TO BE DONE
Extract each line of the items below that contains the string "surface", using case-sensitive matching.

DATA FOR THIS EXERCISE
____________

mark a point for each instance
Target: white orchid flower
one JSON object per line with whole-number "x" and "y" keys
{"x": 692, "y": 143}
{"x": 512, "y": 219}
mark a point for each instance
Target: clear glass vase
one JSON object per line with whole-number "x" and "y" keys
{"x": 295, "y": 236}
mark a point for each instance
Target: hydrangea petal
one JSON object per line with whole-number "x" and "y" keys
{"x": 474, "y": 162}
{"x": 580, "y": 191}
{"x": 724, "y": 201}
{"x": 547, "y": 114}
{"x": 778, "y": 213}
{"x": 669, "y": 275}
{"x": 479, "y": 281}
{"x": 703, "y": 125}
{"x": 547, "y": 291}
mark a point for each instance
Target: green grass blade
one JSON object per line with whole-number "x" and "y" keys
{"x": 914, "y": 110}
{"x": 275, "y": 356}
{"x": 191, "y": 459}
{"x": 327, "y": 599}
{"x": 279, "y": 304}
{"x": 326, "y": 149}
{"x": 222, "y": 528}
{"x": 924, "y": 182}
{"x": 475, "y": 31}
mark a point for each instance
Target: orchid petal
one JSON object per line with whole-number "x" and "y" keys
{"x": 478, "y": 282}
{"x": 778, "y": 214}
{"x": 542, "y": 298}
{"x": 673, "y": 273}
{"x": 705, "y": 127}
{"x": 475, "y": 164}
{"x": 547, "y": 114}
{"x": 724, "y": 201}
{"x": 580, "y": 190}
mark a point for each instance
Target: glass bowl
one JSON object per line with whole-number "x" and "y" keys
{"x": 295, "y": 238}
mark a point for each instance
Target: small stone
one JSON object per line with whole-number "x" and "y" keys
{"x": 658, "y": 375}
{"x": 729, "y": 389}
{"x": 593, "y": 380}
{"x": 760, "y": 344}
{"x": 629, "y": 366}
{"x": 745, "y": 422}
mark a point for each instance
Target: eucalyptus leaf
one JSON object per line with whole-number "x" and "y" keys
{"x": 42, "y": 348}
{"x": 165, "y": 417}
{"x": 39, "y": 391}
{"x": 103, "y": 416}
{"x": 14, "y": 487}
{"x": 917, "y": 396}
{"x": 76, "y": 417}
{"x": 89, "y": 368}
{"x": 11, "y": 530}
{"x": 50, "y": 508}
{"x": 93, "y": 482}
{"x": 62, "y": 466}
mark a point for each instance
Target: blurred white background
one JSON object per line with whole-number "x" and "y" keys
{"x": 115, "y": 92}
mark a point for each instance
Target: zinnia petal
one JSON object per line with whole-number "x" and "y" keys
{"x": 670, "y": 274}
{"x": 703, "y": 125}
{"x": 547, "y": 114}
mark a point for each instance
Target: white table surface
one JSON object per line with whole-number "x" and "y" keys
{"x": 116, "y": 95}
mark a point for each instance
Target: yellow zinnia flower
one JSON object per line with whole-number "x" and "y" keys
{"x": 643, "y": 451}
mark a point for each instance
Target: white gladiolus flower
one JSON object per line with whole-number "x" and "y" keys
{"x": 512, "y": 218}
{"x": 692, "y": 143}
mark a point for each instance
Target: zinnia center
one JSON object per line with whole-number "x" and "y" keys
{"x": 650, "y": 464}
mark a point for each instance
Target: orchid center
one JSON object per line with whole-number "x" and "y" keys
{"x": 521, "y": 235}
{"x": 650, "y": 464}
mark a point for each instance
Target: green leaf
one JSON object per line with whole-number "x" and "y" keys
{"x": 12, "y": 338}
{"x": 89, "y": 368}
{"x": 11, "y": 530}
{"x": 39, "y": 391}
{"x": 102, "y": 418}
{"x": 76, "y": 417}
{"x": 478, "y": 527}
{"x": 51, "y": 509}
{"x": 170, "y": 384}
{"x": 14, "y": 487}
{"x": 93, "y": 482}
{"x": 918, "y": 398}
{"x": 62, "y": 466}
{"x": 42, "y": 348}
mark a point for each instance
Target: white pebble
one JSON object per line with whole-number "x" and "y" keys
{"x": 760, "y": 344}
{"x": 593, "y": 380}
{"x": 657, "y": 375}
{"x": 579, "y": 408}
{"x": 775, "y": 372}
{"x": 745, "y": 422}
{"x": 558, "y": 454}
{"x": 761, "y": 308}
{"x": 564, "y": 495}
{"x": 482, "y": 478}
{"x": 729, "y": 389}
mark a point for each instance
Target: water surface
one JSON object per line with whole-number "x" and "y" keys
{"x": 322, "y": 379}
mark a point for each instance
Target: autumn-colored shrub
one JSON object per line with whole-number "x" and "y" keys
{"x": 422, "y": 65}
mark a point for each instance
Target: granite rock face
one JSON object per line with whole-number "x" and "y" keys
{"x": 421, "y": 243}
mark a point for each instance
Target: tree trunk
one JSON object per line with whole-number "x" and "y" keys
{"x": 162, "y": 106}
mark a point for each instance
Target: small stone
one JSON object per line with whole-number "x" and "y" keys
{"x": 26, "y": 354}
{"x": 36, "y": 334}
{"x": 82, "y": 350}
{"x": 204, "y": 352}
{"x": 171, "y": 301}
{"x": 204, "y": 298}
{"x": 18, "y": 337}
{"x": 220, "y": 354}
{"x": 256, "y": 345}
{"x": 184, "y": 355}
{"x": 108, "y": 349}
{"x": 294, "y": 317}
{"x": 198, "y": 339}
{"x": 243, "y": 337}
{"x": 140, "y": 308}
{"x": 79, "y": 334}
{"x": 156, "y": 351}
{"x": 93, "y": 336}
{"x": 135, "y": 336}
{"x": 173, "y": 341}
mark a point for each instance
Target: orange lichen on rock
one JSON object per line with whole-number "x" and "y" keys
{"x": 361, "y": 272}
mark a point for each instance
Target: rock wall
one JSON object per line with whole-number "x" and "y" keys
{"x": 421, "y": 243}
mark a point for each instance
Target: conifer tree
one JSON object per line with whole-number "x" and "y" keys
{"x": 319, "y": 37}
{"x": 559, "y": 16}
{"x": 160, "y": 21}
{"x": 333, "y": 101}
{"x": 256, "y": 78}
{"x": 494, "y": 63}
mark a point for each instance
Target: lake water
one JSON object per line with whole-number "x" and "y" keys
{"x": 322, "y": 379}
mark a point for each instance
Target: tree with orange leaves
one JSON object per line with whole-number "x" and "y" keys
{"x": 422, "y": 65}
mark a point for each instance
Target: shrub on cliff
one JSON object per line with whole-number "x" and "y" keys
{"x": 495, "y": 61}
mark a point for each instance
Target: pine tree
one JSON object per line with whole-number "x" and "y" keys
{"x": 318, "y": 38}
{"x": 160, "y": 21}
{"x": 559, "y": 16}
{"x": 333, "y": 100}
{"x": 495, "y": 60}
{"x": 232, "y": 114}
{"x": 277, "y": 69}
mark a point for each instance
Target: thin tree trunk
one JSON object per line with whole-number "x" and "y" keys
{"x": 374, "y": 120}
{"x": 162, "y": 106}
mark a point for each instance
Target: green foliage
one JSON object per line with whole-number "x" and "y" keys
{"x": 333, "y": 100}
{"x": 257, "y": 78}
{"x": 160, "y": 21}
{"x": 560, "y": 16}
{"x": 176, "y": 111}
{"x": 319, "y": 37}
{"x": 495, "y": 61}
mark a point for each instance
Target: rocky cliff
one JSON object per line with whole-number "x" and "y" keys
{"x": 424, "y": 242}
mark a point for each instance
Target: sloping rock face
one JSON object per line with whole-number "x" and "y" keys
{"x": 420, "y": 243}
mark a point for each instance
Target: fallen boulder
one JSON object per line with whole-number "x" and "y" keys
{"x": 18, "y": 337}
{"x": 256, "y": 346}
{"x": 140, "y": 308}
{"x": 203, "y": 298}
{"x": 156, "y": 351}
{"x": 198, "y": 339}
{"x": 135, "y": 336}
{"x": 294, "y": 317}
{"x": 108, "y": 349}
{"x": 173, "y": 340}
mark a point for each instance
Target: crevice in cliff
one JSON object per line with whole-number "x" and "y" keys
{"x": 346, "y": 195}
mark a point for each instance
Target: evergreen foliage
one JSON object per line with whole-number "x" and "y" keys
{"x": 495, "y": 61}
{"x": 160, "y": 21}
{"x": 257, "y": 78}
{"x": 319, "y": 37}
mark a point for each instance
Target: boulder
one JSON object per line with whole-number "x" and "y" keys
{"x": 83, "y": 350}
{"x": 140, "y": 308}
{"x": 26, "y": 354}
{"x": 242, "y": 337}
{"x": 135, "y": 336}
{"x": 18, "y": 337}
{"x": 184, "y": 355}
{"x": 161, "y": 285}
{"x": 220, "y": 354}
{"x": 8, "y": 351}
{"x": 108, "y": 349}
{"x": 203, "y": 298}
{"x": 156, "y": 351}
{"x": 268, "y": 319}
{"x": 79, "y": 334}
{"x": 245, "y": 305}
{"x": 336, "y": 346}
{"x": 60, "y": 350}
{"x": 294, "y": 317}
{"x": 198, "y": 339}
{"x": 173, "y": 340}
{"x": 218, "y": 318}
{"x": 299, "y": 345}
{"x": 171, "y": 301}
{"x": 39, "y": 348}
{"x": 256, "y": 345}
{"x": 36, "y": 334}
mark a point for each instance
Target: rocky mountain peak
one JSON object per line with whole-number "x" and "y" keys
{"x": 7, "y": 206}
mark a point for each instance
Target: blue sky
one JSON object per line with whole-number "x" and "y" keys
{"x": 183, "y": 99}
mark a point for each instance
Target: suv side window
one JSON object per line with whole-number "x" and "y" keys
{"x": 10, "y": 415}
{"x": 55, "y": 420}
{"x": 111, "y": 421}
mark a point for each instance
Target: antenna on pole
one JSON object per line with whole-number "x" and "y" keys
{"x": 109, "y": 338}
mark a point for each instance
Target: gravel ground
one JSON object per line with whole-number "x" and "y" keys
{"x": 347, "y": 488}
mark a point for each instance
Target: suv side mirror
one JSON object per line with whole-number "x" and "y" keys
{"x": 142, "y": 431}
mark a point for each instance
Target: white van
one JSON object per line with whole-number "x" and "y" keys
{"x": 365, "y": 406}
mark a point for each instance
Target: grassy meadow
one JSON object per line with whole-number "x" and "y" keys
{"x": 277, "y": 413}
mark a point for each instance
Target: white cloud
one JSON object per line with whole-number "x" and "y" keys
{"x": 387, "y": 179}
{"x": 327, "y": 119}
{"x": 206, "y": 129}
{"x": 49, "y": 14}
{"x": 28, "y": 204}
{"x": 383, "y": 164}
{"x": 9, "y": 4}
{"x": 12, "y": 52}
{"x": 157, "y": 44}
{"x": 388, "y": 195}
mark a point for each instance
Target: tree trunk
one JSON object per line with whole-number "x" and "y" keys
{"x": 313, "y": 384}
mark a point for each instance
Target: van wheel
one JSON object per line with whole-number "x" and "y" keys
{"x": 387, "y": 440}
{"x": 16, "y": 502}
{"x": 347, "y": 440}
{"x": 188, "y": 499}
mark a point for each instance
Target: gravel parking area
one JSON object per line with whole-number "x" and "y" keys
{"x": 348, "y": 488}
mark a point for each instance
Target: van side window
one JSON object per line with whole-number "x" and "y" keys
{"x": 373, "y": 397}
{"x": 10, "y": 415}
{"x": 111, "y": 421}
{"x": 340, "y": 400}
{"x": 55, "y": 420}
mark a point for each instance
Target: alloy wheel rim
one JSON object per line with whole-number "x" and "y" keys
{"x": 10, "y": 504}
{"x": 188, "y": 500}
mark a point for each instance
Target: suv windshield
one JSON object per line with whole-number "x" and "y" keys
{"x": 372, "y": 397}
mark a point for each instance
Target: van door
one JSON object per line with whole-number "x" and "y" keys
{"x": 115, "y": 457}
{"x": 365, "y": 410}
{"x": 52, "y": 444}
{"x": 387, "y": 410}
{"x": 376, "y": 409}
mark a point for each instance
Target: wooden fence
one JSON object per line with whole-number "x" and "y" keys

____________

FINISHED ANSWER
Target: white table surface
Target: water surface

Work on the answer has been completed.